[Work to be completed] In the essay below about a proposed psychotherapy convention in Hollywood, who would receive a special invitation with front-row seats?

Sure, Mr. T would or should be there at this convention. And he probably (if you’ve seen his old TV Land series) has more logic and sense about getting families back into shape than any of the others there who would likely bloviate for two hours at the podium. He’s also a lot more cool-headed than people might think when it comes to solving a complicated situation. One thing I’ve learned, though, is that when a group of professionals takes a world problem seriously enough–everybody cooperates. Nonetheless, they have to be truly concerned about it. Sorry to say it, but perhaps something dramatic (as in several tragic deaths) has to occur in Hollywood before getting these psychotherapists to come together…right now…over them. Tragedy unfortunately scares people to turn off personal biases and make things truly happen.
Back when I wrote that article on this proposed psychotherapy convention in Hollywood–some posed the problem of paparazzi managing to get inside and making the event a shambles. Obviously, that would be an issue and the security would have to be beyond tight. When you have this type of event anyway–security would be there checking every carry bag at the entrance as it always should be. Mind you, the convention part of it would contain an extra-long dais on stage with all those psychotherapists exchanging free-thought ideas on how to solve the Britney Factor problem rather than getting up and giving their own spiel as they do in their own TV, radio or traveling shows. And, of course, Britney and her family would get special invitation with front-row seats as well as chances to speak to fellow troubled Hollywood families who would hopefully be there. Britney needs to be coaxed into being there–just as long as she knows paparazzi won’t be sticking a camera up her…nose…for at least a couple of hours. Consider this to be a bit of a respite for her as well as possible solution.
Of course, a convention won’t solve every little thing. The point would be to get a huge dialogue going and an understanding of what’s happening. Britney would probably be inspired that all these influential people had a mind meld in order to help her situation as well as pinpoint all the insanity taking place in her town with real, possible solutions. We all know that she’s currently cornered by an eight-ball with no one seemingly around of influence to help solve her runaway train. After all this, she’d probably agree to meet with one (or maybe several) of these famous psychotherapists with her family to get things ironed out. Yeah, sure, she might just want to walk away and party into the night, too, but I can’t see her wanting to turn away from something this significantly compelling.
Following a Mr. T noogie–Dr. Phil would then be congratulated by the Spears family for getting this all started. He had the power to do it–and we’d all hail him for having intelligent foresight–as well as helping to solve the problem on a large scale. In fact, it’s probably not too late for this to happen in reality if he’d turn off the pride switch and attempt something greater. Instead, we unfortunately have each Hollywood psychotherapist standing forever alone on their own scruples and making their opinions as divided as scientists are with evolutionists…who also never join heads to get higher answers to things.
That merely leaves this idea I propose to stand alone and perhaps be read online by one of those famous psychotherapists…who just might happen to see the light and run with it. But then I have to convince them this piece isn’t satire. I may just have to bring all the world’s best satirists together at an “Understanding Satire” convention somewhere to make potential readers out there learn that I’m actually very serious…with slight satiric sprinkles on top.

[Data to examine]
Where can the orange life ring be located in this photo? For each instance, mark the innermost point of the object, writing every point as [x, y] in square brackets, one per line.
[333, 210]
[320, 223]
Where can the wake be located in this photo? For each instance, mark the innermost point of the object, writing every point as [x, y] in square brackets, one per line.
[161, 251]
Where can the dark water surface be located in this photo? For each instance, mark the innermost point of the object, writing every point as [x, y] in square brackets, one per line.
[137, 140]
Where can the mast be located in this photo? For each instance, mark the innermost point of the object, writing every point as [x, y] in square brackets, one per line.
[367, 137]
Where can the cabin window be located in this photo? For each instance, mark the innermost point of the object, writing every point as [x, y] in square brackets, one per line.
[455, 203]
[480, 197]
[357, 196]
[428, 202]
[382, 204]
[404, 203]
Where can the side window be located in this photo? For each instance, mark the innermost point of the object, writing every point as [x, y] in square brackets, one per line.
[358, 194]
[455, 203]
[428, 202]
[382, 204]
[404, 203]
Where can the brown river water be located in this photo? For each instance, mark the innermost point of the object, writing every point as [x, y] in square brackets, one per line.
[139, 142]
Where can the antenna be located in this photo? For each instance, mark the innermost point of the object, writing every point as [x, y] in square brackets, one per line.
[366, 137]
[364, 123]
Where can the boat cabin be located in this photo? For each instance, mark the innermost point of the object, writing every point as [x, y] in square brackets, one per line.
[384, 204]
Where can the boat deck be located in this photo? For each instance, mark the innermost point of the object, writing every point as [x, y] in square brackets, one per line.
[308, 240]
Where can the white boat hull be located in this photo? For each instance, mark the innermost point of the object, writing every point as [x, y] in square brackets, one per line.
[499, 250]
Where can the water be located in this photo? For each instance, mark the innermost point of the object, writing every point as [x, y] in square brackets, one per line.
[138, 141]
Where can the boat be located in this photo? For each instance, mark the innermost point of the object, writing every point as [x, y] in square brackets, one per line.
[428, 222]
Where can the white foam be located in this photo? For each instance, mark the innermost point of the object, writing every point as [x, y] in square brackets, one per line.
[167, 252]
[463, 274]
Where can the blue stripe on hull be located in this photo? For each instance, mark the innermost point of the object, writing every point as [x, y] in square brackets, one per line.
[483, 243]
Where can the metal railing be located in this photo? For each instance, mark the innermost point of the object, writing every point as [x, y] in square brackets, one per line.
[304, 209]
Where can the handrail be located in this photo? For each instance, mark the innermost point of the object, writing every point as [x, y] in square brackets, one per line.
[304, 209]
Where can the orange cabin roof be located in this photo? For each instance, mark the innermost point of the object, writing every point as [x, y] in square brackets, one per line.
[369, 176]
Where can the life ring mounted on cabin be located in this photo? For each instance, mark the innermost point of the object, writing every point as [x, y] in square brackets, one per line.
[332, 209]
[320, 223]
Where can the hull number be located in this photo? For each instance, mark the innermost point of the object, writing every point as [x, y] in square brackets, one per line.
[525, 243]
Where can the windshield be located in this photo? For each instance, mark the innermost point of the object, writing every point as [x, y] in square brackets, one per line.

[Solution to the exercise] Britney and her family.